___ SUPPLIED MATERIAL

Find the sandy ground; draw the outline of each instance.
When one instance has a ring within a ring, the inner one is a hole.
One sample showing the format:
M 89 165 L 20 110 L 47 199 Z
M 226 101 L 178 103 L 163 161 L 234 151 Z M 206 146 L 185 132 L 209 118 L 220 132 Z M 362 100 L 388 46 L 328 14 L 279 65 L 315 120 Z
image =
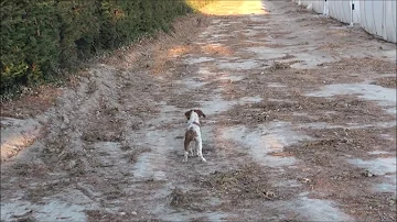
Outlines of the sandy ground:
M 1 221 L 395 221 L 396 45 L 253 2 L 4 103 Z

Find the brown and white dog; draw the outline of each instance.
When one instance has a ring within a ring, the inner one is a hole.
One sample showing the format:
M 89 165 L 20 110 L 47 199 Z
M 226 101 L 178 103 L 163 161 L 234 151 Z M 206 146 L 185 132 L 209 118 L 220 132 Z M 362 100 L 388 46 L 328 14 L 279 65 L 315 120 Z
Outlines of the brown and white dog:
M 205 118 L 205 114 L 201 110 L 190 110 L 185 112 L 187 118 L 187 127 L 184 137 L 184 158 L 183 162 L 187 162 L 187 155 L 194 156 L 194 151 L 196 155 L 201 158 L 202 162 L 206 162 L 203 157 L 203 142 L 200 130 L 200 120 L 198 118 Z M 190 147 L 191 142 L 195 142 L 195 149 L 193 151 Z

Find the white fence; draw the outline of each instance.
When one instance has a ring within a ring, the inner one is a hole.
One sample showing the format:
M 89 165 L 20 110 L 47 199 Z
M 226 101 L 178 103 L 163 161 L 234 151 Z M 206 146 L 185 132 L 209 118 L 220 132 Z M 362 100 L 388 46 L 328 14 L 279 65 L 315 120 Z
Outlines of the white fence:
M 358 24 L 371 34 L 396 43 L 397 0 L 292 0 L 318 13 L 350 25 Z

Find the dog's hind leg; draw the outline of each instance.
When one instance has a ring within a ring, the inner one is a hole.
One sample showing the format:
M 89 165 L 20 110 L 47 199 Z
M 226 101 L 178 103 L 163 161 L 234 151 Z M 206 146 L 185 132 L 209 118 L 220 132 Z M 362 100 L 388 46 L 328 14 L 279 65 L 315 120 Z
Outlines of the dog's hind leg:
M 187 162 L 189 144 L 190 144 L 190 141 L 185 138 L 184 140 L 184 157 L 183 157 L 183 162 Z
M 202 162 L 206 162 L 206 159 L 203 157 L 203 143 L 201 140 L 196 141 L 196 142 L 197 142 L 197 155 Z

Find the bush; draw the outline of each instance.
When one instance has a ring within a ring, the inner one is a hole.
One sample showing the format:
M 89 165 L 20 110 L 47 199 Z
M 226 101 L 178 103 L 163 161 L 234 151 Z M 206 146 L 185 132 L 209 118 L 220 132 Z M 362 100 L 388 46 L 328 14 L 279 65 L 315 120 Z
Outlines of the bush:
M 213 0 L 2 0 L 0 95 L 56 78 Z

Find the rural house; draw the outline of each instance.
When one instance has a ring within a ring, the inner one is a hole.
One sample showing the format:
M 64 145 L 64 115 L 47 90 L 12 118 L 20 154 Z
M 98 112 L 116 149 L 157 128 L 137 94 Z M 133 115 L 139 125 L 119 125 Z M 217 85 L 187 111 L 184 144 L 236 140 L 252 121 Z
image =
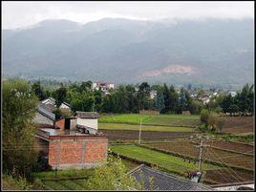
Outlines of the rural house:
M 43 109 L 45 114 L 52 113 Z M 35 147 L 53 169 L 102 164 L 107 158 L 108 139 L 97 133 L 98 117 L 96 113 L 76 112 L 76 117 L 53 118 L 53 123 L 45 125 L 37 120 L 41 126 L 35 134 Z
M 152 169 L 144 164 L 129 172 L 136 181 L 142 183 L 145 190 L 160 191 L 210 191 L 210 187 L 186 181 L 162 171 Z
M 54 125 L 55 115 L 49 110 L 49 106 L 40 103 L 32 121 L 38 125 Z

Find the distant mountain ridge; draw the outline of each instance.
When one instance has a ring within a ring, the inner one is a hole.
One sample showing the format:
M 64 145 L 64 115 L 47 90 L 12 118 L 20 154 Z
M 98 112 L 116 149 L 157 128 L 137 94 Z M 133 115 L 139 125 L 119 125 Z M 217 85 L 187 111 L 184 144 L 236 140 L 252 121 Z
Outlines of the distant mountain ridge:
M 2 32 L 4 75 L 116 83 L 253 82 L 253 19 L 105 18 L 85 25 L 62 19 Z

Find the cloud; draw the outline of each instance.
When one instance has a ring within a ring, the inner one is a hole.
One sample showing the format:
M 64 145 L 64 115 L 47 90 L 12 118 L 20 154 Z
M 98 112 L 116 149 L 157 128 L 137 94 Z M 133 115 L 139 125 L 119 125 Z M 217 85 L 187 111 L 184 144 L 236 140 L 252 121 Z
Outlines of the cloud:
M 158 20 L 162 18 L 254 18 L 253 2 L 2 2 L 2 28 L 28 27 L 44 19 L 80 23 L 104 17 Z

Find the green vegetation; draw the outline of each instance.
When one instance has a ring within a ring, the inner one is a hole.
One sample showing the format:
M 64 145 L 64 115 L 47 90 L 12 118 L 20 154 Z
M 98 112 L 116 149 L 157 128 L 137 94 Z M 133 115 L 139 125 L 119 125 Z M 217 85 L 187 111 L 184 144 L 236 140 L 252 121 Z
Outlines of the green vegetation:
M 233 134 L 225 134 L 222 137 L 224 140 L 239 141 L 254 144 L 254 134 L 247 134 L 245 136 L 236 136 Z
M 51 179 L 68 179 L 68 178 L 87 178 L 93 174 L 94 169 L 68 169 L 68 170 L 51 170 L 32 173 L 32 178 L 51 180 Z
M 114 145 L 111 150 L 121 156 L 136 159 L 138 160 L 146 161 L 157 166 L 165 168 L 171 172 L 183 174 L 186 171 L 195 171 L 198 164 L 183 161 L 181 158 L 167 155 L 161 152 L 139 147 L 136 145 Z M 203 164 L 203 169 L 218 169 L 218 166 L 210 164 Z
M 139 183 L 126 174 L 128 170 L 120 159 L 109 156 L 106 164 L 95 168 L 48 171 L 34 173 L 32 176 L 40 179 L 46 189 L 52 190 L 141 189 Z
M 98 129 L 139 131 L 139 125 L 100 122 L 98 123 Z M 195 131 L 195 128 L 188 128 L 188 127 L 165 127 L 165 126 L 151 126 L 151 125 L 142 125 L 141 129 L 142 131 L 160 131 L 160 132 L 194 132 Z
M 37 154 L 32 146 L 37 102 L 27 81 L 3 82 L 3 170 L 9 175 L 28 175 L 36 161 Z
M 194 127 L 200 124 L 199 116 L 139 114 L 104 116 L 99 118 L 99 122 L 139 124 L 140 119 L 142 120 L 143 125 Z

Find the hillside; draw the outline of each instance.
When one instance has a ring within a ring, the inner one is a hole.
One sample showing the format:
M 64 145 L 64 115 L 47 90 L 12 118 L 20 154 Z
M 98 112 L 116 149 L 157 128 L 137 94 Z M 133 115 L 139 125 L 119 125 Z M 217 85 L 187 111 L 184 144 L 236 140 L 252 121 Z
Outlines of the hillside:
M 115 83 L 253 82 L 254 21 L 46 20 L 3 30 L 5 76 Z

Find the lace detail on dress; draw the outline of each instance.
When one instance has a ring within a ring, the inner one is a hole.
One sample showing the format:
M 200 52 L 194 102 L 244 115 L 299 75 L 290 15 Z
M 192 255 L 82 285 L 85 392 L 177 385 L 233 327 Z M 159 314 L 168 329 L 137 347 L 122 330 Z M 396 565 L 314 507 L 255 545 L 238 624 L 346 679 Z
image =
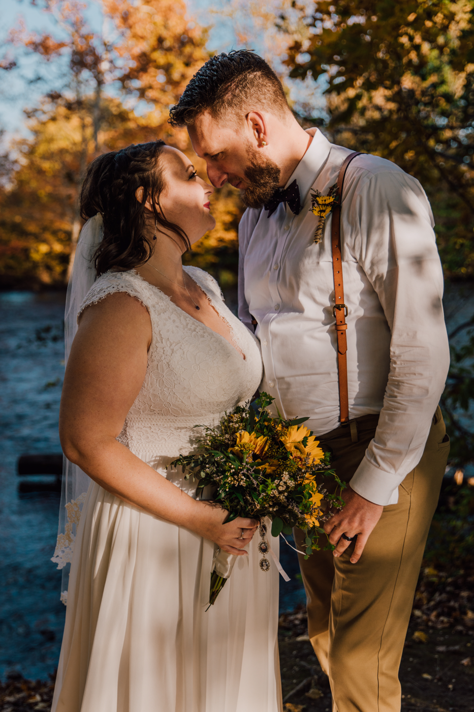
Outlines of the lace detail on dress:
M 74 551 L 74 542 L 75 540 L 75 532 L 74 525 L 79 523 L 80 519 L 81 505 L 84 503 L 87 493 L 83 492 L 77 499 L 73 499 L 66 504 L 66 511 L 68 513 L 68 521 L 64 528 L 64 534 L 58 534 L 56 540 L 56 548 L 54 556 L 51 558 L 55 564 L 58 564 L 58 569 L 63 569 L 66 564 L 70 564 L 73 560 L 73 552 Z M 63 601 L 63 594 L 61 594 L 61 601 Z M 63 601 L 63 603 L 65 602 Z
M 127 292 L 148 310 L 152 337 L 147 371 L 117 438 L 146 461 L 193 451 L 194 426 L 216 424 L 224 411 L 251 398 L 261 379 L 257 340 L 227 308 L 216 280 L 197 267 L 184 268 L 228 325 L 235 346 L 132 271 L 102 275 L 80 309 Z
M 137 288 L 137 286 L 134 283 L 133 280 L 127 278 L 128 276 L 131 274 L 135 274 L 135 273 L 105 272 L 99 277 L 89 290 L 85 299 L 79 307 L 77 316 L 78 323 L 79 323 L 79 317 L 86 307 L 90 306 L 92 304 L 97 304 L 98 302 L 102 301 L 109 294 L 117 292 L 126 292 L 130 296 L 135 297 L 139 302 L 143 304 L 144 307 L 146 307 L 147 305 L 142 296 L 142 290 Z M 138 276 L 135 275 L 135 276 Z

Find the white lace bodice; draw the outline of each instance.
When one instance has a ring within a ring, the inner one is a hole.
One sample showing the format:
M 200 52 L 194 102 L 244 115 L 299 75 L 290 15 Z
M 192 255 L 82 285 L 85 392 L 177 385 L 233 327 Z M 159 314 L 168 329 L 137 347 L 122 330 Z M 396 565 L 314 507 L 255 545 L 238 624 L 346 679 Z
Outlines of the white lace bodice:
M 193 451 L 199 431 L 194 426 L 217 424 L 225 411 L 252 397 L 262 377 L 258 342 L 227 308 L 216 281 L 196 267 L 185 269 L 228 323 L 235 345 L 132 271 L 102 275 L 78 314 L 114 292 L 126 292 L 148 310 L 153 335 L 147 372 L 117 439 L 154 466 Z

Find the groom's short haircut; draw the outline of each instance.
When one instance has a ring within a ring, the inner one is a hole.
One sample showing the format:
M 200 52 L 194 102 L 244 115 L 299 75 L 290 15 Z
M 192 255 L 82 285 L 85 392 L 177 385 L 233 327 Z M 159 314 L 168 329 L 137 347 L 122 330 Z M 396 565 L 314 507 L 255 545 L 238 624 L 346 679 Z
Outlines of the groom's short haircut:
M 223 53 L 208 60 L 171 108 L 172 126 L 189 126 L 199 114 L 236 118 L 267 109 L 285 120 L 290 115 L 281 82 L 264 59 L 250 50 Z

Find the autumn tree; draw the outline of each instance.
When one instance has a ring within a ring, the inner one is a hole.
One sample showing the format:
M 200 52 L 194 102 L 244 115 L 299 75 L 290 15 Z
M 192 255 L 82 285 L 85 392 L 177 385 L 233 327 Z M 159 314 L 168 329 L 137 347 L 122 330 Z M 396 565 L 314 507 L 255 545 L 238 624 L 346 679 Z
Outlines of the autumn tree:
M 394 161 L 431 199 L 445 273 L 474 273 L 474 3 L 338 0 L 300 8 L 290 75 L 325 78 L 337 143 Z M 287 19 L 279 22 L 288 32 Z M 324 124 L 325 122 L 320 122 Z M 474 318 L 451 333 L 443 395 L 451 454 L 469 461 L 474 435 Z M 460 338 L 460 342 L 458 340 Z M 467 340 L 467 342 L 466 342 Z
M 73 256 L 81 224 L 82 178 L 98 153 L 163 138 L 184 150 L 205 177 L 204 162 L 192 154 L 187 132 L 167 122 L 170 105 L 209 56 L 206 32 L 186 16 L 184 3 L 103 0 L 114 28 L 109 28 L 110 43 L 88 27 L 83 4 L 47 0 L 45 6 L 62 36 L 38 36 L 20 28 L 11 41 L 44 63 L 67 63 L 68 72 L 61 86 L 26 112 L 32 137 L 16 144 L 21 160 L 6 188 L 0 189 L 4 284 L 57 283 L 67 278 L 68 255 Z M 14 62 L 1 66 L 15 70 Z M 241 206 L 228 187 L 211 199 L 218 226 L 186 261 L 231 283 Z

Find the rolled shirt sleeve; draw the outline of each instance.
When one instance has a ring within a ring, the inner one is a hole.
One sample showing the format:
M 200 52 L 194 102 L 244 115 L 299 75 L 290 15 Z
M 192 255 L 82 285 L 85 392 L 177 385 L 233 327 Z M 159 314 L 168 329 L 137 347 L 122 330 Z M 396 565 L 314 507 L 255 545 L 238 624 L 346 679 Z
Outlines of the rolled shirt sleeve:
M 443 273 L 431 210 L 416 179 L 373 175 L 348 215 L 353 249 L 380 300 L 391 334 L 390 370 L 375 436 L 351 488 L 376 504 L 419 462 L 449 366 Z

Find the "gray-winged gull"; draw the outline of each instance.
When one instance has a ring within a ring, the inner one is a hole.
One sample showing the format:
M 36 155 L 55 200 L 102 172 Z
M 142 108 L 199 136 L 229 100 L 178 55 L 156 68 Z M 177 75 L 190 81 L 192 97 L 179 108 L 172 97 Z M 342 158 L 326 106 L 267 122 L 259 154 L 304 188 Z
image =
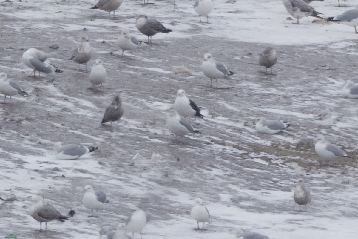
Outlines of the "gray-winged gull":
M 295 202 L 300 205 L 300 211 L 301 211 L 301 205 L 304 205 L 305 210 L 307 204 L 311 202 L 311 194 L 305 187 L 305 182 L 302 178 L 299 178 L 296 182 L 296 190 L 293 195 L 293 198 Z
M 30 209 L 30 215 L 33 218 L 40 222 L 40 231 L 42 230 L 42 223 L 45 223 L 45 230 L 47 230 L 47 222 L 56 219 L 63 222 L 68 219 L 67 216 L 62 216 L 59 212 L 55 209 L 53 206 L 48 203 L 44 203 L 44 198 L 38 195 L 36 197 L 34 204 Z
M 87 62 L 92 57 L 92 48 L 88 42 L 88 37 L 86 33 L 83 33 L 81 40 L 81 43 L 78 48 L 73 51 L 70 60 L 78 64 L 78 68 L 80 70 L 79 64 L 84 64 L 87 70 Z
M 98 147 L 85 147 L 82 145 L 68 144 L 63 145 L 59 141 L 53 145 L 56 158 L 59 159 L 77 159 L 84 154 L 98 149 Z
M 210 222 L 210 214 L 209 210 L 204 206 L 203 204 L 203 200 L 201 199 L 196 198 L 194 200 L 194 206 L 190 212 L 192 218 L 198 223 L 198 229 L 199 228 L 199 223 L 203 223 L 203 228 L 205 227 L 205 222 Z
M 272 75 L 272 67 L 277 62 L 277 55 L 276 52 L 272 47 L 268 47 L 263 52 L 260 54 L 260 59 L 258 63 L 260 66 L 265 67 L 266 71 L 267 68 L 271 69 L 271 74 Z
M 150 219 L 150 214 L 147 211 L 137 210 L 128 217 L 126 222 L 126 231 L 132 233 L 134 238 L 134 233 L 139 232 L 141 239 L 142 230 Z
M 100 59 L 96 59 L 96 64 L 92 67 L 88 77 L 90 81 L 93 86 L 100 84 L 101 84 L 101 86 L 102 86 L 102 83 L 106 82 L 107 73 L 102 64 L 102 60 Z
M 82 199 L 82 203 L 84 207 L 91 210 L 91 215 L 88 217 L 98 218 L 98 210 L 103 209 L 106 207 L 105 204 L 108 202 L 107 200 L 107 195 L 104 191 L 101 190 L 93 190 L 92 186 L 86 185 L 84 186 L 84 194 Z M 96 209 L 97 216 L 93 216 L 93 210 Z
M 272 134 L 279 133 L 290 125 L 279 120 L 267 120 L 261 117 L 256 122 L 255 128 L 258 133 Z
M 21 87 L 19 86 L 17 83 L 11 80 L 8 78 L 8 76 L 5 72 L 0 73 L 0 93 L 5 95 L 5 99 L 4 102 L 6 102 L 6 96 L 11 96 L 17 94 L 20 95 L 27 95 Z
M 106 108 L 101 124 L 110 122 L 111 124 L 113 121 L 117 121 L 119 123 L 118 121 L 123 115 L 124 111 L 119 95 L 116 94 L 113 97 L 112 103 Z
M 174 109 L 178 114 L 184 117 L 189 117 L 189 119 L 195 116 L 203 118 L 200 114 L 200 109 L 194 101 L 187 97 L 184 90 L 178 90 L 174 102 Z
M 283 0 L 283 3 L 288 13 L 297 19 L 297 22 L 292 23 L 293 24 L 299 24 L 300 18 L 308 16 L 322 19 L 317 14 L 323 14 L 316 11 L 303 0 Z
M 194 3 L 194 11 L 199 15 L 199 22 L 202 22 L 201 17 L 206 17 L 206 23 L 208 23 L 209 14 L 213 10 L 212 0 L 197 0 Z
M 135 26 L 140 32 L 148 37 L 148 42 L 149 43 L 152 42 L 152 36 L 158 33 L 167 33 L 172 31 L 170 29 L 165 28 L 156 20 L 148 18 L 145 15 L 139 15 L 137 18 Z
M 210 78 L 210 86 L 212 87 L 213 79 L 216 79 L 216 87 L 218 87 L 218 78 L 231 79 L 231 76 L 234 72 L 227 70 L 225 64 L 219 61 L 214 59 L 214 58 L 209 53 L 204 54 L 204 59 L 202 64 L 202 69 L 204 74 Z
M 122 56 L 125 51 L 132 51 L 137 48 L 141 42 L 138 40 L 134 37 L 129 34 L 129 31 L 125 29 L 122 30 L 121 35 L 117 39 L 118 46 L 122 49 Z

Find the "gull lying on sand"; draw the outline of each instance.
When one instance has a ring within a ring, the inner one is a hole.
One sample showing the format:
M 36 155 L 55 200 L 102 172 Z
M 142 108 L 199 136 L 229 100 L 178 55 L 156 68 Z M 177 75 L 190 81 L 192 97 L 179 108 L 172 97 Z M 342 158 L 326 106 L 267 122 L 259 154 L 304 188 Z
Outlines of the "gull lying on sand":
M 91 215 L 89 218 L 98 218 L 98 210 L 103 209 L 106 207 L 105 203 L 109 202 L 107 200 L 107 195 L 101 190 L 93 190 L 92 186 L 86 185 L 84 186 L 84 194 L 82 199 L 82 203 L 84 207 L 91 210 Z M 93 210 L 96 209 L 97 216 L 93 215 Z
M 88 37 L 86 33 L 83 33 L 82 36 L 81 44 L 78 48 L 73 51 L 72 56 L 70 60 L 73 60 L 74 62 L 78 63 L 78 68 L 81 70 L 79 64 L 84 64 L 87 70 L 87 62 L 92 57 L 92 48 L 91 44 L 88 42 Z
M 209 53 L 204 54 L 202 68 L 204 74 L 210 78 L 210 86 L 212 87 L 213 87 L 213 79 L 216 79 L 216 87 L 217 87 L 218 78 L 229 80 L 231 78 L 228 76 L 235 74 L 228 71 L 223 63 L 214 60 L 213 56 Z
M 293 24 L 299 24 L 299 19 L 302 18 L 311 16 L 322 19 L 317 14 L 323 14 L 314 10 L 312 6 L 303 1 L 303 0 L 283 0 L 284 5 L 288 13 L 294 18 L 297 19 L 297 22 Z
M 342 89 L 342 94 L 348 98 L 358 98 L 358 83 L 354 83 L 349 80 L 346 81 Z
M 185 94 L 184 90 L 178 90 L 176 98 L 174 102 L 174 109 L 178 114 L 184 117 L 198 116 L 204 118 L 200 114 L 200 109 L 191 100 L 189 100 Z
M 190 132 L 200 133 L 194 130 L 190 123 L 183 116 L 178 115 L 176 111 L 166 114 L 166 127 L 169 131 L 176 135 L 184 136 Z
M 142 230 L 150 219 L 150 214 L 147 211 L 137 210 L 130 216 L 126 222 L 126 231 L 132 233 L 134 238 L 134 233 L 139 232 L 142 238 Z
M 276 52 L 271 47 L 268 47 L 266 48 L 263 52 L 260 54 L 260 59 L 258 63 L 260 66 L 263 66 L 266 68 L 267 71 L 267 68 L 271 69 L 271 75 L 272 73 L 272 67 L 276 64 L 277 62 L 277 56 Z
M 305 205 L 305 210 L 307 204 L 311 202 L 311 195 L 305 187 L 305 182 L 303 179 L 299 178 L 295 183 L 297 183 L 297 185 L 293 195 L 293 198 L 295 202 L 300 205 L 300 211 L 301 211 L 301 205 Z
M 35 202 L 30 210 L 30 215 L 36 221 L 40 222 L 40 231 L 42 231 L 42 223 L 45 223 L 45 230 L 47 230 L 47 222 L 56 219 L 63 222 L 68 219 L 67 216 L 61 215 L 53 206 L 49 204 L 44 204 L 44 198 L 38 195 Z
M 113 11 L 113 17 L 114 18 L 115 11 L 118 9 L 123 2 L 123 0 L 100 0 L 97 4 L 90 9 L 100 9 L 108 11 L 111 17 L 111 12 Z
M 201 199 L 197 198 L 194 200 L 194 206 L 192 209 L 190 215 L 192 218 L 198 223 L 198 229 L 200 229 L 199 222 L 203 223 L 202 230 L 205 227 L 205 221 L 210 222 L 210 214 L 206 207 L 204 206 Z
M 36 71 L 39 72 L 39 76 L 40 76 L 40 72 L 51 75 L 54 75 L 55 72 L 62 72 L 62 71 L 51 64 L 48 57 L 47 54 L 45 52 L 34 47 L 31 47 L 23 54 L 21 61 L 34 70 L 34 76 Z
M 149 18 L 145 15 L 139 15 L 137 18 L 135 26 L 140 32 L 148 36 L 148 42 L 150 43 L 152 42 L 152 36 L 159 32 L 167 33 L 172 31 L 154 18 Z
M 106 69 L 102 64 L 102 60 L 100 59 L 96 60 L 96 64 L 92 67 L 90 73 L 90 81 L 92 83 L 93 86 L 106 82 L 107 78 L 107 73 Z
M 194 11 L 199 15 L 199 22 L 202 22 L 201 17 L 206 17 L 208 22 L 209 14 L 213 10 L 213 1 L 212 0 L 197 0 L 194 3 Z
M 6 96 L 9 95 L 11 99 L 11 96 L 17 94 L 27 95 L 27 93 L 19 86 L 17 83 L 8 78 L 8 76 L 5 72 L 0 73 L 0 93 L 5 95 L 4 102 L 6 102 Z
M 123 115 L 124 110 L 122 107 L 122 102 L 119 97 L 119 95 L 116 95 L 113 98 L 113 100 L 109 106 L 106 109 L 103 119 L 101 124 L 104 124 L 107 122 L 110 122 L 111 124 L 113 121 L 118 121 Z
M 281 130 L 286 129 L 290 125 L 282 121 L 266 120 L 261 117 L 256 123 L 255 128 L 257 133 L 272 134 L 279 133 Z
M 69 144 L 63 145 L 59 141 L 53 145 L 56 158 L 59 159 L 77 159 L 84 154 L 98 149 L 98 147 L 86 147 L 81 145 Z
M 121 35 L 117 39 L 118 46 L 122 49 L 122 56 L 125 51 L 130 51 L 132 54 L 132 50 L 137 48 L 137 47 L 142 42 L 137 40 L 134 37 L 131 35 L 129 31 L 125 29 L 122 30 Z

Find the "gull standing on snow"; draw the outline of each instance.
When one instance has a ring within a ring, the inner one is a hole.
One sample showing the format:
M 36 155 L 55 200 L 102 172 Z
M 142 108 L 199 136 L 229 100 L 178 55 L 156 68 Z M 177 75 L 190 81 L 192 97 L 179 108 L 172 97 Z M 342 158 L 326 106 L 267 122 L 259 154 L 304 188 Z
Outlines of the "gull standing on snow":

______

— YOUR INSTRUCTIONS —
Give everything from the top of the entries down through the line containing "M 1 221 L 395 221 L 396 45 L 253 2 L 4 103 Z" as a numbered list, skipping blank lines. Leave the pictures out.

— RESPONSE TO THE TASK —
1. Find the sandy ground; draw the outline of each instance.
2. When one instance has a ring within a ring, the inner one is a hole.
3. One sample showing the format:
4. M 89 165 L 20 110 L 47 199 Z
5. M 226 101 L 178 103 L 163 161 L 234 151 Z M 206 146 L 185 132 L 209 118 L 220 132 Z M 362 100 L 388 46 L 328 14 L 279 65 L 315 120 Z
6. image =
7. Outlines of the sandy ground:
8. M 1 221 L 395 221 L 396 45 L 253 2 L 4 103 Z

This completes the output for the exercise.